■ Data supplied

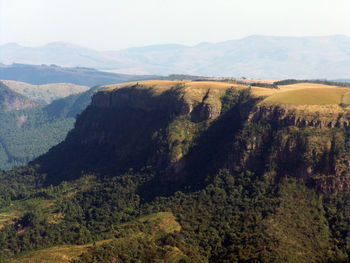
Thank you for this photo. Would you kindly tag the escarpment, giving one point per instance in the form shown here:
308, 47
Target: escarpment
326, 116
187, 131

---

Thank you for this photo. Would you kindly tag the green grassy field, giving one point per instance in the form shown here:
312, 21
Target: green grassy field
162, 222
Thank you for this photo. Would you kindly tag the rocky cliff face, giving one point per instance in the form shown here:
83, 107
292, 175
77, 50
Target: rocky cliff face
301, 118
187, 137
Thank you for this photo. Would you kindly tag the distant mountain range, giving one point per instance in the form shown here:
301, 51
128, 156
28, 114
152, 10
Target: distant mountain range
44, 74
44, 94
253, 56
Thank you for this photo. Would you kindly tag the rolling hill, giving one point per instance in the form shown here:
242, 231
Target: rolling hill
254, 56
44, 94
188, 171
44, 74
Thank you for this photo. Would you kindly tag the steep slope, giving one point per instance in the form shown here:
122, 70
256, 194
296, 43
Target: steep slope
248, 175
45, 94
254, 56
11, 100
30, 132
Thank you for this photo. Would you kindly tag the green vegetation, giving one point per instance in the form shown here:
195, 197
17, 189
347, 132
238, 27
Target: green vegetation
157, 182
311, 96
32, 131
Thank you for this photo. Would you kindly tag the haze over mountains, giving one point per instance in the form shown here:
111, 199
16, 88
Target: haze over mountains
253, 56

---

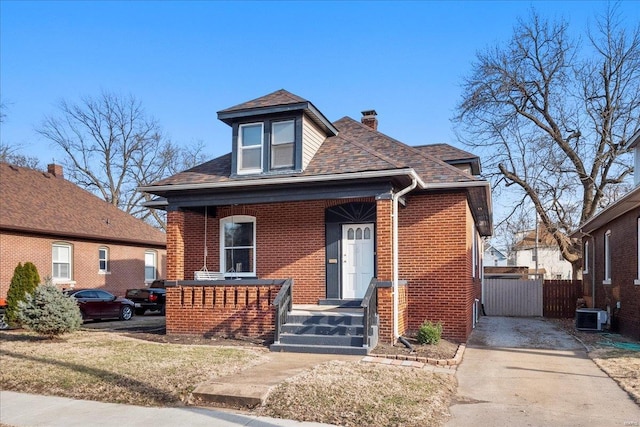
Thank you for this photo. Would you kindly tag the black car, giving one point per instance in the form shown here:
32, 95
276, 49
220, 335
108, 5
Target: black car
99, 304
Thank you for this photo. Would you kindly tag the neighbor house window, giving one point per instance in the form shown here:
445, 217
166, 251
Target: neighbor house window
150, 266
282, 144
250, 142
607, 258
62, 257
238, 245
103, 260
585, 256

■ Directions
Which lines in the records above contain the string "rocky", with case counting? Pick out each one and copy it in full.

■ Final answer
Thank you for this photo. Would you kindly tag the rocky cliff face, giving one point per instance in the form shown here:
Target: rocky cliff face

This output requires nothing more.